▶ _CONSIGNE A_: D'après l'entretien, quel rôle Falk Maria Schlegel occupe-t-il au sein du groupe ?
▶ _CONSIGNE B_: Recopiez la partie de l'entretien commençant par « Powerwolf et La » et se terminant par « noël de Metz ! », en renommant « Moselle » en « Lorraine ».
▶ _CONSIGNE C_: Énumérez tous les noms de lieux géographiques cités dans l'entretien.

▶ _EXTRAIT RETENU_:
----

Powerwolf et La Grosse Radio, c'est une histoire qui dure. Et ses membres se sont souvent exprimés face à nos chroniqueurs. Une fois n'est pas coutume, Falk Maria Schlegel, le claviériste du groupe, a pris de son temps pour nous parler du prochain album Wake Up the Wicked. On a parlé nouveaux morceaux, orgue d'église de Moselle et pronos de foot. Un programme bien rempli.
Bonjour Falk Maria, c'est assez marrant de faire cette interview en distanciel car on aurait pu faire cet entretien en face à face vu que tu habites pas très loin de la Moselle.
Falk Maria Schlegel : Ah oui d'accord ! C'est marrant car il n'y a pas si longtemps que ça, je suis allé voir le superbe marché de noël de Metz !
Chez toi au niveau régional, à Saarbrück, il y a une grosse communauté metal, vous avez des superbes salles avec une belle programmation. Tu expliques ça comment ?
Aucune idée, mais tu as raison, on a énormément de concerts et cet été pas mal de festivals. Il y a une certaine ambiance et on se connait quasiment tous. En tout cas, ça fait plaisir avec Powerwolf de faire partie de cette scène.
Comment pourrais-tu résumer ou définir le nouvel album Wake Up the Wicked ?

----

(Relevés de coordonnées annotés)
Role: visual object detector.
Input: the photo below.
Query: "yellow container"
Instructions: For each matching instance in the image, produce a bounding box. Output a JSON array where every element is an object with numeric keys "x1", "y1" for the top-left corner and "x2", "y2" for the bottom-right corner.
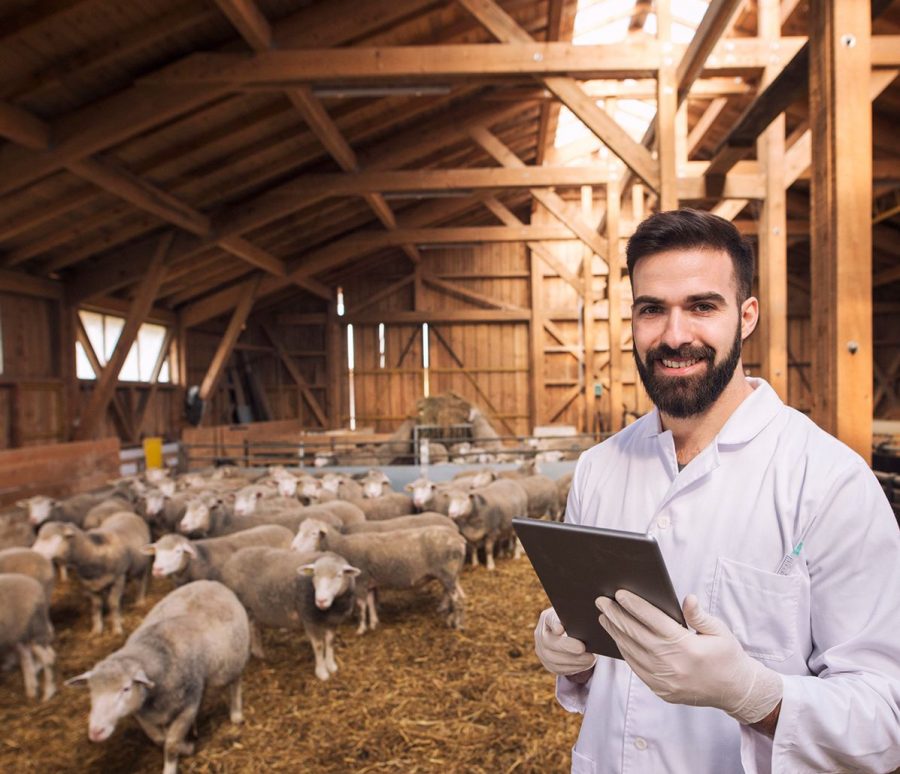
[{"x1": 144, "y1": 438, "x2": 162, "y2": 470}]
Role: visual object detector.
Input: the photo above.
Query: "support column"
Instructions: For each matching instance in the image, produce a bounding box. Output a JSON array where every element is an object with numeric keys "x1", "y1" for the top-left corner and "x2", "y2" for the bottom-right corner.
[
  {"x1": 809, "y1": 0, "x2": 872, "y2": 460},
  {"x1": 756, "y1": 0, "x2": 788, "y2": 402}
]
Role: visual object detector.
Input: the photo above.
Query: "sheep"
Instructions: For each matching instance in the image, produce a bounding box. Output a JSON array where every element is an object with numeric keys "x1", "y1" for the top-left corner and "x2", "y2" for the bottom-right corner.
[
  {"x1": 322, "y1": 473, "x2": 363, "y2": 500},
  {"x1": 348, "y1": 492, "x2": 415, "y2": 521},
  {"x1": 222, "y1": 547, "x2": 359, "y2": 681},
  {"x1": 448, "y1": 479, "x2": 528, "y2": 570},
  {"x1": 291, "y1": 519, "x2": 466, "y2": 634},
  {"x1": 143, "y1": 524, "x2": 294, "y2": 586},
  {"x1": 66, "y1": 581, "x2": 250, "y2": 774},
  {"x1": 178, "y1": 500, "x2": 344, "y2": 537},
  {"x1": 32, "y1": 512, "x2": 150, "y2": 635},
  {"x1": 0, "y1": 548, "x2": 55, "y2": 604},
  {"x1": 514, "y1": 473, "x2": 560, "y2": 520},
  {"x1": 343, "y1": 511, "x2": 458, "y2": 535},
  {"x1": 0, "y1": 572, "x2": 56, "y2": 701},
  {"x1": 556, "y1": 473, "x2": 574, "y2": 521}
]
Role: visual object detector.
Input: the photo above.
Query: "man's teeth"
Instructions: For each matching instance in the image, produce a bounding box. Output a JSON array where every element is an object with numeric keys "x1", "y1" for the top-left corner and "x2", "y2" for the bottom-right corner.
[{"x1": 662, "y1": 358, "x2": 698, "y2": 368}]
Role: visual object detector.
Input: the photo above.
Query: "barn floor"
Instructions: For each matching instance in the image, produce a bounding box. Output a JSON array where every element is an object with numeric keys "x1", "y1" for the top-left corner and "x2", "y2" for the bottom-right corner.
[{"x1": 0, "y1": 558, "x2": 580, "y2": 774}]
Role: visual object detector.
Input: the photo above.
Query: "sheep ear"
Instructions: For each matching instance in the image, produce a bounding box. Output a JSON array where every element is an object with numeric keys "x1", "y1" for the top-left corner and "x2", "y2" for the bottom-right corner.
[
  {"x1": 131, "y1": 669, "x2": 156, "y2": 688},
  {"x1": 65, "y1": 669, "x2": 94, "y2": 685}
]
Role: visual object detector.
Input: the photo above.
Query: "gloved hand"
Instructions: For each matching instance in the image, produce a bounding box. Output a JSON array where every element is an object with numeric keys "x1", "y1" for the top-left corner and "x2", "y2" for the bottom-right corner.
[
  {"x1": 534, "y1": 607, "x2": 597, "y2": 675},
  {"x1": 597, "y1": 590, "x2": 783, "y2": 724}
]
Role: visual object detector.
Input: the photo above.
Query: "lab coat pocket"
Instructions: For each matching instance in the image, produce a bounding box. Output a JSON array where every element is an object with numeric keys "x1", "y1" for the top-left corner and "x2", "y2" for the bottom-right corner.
[
  {"x1": 710, "y1": 556, "x2": 802, "y2": 661},
  {"x1": 572, "y1": 747, "x2": 597, "y2": 774}
]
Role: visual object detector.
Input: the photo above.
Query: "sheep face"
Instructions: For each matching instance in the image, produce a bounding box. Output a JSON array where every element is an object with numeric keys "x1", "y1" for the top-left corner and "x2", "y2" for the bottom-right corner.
[
  {"x1": 178, "y1": 500, "x2": 212, "y2": 535},
  {"x1": 144, "y1": 535, "x2": 197, "y2": 578},
  {"x1": 297, "y1": 555, "x2": 360, "y2": 610},
  {"x1": 66, "y1": 660, "x2": 153, "y2": 742}
]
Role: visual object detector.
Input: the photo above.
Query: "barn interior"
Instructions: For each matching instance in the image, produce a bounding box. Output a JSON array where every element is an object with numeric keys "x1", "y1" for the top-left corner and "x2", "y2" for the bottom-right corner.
[{"x1": 0, "y1": 0, "x2": 900, "y2": 771}]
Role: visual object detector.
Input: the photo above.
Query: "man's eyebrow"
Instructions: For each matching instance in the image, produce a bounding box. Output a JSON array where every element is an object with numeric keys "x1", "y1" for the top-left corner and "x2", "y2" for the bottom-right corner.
[{"x1": 631, "y1": 291, "x2": 728, "y2": 308}]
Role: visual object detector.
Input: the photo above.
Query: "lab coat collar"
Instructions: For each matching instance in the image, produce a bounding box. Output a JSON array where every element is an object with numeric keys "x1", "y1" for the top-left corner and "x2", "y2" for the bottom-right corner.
[{"x1": 643, "y1": 376, "x2": 784, "y2": 446}]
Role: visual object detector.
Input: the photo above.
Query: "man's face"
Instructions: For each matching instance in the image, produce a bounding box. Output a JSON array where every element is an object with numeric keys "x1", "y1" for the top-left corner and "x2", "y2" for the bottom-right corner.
[{"x1": 631, "y1": 249, "x2": 757, "y2": 419}]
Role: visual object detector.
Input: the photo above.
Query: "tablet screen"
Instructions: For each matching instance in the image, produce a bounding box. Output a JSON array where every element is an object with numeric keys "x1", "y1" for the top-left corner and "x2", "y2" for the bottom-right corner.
[{"x1": 513, "y1": 519, "x2": 686, "y2": 658}]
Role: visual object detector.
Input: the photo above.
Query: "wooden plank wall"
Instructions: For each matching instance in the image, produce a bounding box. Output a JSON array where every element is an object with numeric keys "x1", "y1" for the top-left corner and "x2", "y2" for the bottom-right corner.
[
  {"x1": 0, "y1": 438, "x2": 119, "y2": 508},
  {"x1": 0, "y1": 293, "x2": 65, "y2": 449}
]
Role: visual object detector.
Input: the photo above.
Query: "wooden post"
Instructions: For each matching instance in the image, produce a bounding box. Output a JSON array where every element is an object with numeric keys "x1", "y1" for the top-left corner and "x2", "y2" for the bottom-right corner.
[
  {"x1": 656, "y1": 0, "x2": 678, "y2": 212},
  {"x1": 581, "y1": 185, "x2": 597, "y2": 433},
  {"x1": 606, "y1": 180, "x2": 625, "y2": 433},
  {"x1": 325, "y1": 301, "x2": 341, "y2": 430},
  {"x1": 756, "y1": 0, "x2": 788, "y2": 401},
  {"x1": 809, "y1": 0, "x2": 873, "y2": 461},
  {"x1": 200, "y1": 274, "x2": 262, "y2": 401},
  {"x1": 75, "y1": 231, "x2": 175, "y2": 441},
  {"x1": 528, "y1": 224, "x2": 546, "y2": 432}
]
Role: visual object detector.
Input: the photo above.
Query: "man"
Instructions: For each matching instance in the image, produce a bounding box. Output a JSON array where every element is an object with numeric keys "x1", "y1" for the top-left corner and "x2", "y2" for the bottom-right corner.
[{"x1": 535, "y1": 210, "x2": 900, "y2": 774}]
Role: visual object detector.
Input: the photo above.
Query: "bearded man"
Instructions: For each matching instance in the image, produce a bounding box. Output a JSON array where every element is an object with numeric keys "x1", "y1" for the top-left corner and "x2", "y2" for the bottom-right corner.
[{"x1": 535, "y1": 209, "x2": 900, "y2": 774}]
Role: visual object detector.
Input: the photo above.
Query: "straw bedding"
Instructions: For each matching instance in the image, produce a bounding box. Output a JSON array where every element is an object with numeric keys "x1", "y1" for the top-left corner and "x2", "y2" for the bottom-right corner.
[{"x1": 0, "y1": 558, "x2": 580, "y2": 774}]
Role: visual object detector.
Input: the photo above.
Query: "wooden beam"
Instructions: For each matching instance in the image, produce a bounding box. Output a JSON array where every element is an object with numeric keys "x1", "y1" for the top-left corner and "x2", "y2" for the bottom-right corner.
[
  {"x1": 422, "y1": 271, "x2": 528, "y2": 314},
  {"x1": 606, "y1": 181, "x2": 625, "y2": 433},
  {"x1": 75, "y1": 233, "x2": 172, "y2": 441},
  {"x1": 481, "y1": 194, "x2": 593, "y2": 295},
  {"x1": 756, "y1": 0, "x2": 788, "y2": 402},
  {"x1": 458, "y1": 0, "x2": 659, "y2": 192},
  {"x1": 200, "y1": 274, "x2": 262, "y2": 401},
  {"x1": 263, "y1": 325, "x2": 328, "y2": 428},
  {"x1": 809, "y1": 0, "x2": 873, "y2": 461},
  {"x1": 470, "y1": 127, "x2": 605, "y2": 258}
]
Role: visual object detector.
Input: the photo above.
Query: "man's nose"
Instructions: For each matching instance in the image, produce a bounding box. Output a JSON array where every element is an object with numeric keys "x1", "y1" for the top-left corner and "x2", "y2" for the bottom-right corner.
[{"x1": 662, "y1": 309, "x2": 694, "y2": 349}]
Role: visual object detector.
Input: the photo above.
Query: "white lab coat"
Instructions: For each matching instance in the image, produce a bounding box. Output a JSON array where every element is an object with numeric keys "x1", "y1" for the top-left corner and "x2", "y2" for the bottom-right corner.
[{"x1": 557, "y1": 379, "x2": 900, "y2": 774}]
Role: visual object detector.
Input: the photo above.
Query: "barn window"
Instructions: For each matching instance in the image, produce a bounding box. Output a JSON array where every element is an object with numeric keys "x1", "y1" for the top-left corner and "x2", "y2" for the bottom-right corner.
[
  {"x1": 422, "y1": 323, "x2": 431, "y2": 398},
  {"x1": 347, "y1": 323, "x2": 356, "y2": 430},
  {"x1": 75, "y1": 309, "x2": 170, "y2": 383}
]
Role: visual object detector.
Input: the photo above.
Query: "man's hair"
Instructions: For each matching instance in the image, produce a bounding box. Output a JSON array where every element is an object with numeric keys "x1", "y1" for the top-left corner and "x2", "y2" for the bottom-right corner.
[{"x1": 625, "y1": 208, "x2": 753, "y2": 304}]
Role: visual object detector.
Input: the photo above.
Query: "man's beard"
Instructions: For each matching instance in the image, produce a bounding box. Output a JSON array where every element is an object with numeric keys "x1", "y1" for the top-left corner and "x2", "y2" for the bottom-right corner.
[{"x1": 633, "y1": 325, "x2": 741, "y2": 419}]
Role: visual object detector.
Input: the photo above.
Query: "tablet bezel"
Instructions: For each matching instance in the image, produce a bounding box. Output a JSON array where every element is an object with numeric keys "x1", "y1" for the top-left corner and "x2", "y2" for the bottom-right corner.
[{"x1": 513, "y1": 519, "x2": 687, "y2": 658}]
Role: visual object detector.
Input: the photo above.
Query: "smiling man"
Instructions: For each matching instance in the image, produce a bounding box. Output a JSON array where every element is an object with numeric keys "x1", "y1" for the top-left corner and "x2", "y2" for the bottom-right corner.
[{"x1": 535, "y1": 210, "x2": 900, "y2": 774}]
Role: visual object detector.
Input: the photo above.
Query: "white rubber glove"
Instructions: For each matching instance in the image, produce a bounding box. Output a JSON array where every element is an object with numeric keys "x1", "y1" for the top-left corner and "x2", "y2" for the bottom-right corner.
[
  {"x1": 597, "y1": 590, "x2": 783, "y2": 725},
  {"x1": 534, "y1": 607, "x2": 597, "y2": 676}
]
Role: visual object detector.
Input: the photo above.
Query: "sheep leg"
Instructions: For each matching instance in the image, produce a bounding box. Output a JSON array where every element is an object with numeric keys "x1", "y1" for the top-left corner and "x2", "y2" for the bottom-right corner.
[
  {"x1": 366, "y1": 589, "x2": 379, "y2": 629},
  {"x1": 106, "y1": 574, "x2": 125, "y2": 634},
  {"x1": 325, "y1": 629, "x2": 337, "y2": 674},
  {"x1": 250, "y1": 620, "x2": 266, "y2": 660},
  {"x1": 31, "y1": 645, "x2": 56, "y2": 701},
  {"x1": 306, "y1": 628, "x2": 331, "y2": 681},
  {"x1": 228, "y1": 675, "x2": 244, "y2": 723},
  {"x1": 88, "y1": 591, "x2": 103, "y2": 635},
  {"x1": 16, "y1": 642, "x2": 37, "y2": 699},
  {"x1": 163, "y1": 701, "x2": 200, "y2": 774},
  {"x1": 484, "y1": 535, "x2": 497, "y2": 570}
]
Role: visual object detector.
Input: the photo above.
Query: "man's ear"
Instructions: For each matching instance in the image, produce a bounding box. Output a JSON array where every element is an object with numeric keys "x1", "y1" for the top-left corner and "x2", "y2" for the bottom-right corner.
[{"x1": 741, "y1": 296, "x2": 759, "y2": 340}]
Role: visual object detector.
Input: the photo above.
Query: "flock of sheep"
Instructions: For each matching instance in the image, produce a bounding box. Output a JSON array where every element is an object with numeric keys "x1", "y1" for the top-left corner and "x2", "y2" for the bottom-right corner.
[{"x1": 0, "y1": 466, "x2": 571, "y2": 774}]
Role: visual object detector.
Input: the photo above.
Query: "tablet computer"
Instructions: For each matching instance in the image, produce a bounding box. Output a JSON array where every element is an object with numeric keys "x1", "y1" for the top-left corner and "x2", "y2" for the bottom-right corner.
[{"x1": 513, "y1": 519, "x2": 687, "y2": 658}]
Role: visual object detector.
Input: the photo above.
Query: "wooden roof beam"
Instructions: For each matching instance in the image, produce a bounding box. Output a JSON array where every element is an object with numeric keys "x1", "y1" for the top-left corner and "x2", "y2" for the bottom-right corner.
[
  {"x1": 457, "y1": 0, "x2": 659, "y2": 192},
  {"x1": 0, "y1": 0, "x2": 440, "y2": 200}
]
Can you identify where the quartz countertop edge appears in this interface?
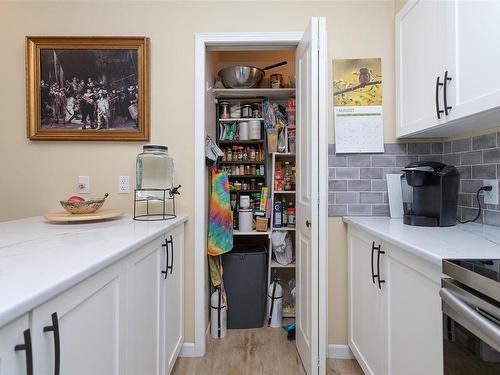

----

▶ _RÉPONSE ATTENDUE A_: Il est le claviériste du groupe.

▶ _RÉPONSE ATTENDUE B_:
Powerwolf et La Grosse Radio, c'est une histoire qui dure. Et ses membres se sont souvent exprimés face à nos chroniqueurs. Une fois n'est pas coutume, Falk Maria Schlegel, le claviériste du groupe, a pris de son temps pour nous parler du prochain album Wake Up the Wicked. On a parlé nouveaux morceaux, orgue d'église de Lorraine et pronos de foot. Un programme bien rempli.
Bonjour Falk Maria, c'est assez marrant de faire cette interview en distanciel car on aurait pu faire cet entretien en face à face vu que tu habites pas très loin de la Lorraine.
Falk Maria Schlegel : Ah oui d'accord ! C'est marrant car il n'y a pas si longtemps que ça, je suis allé voir le superbe marché de noël de Metz !

▶ _RÉPONSE ATTENDUE C_: Moselle, Metz, Saarbrück